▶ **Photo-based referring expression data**

──────────────────────────────

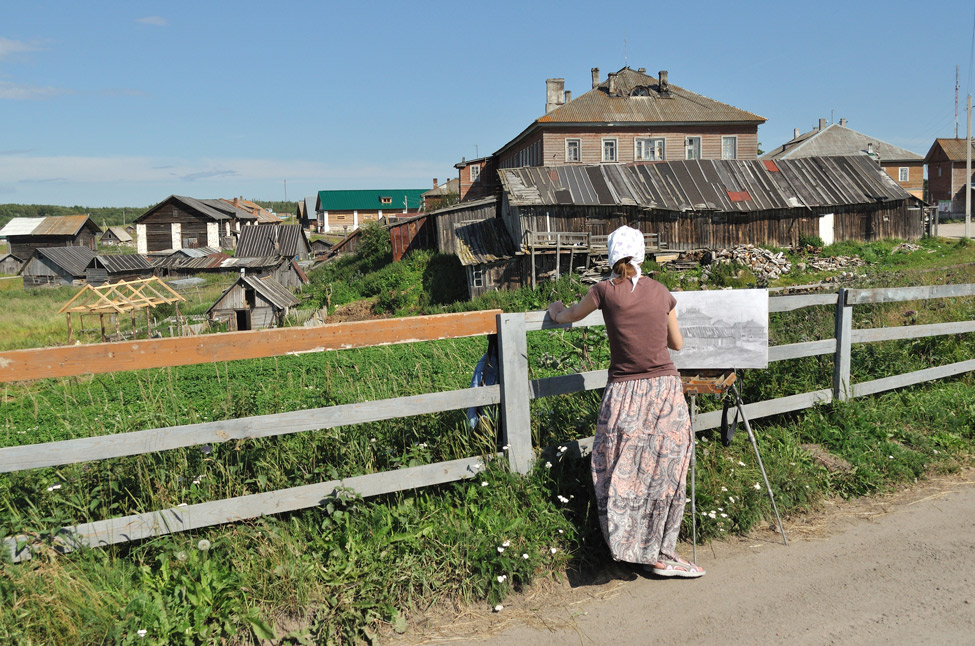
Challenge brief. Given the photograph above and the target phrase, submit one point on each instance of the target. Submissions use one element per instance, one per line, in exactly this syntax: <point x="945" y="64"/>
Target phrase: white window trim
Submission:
<point x="734" y="138"/>
<point x="663" y="147"/>
<point x="579" y="149"/>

──────────────────────────────

▶ **Assignment**
Wherever the word "phrase" appears in a line of the data above, copy that line.

▶ **Task answer**
Challenge brief. Given the photograph above and the target phrase, submit one point on each instance of the target. Submissions use one element per instance, one per line, in exactly this syntax: <point x="945" y="64"/>
Target phrase: white window trim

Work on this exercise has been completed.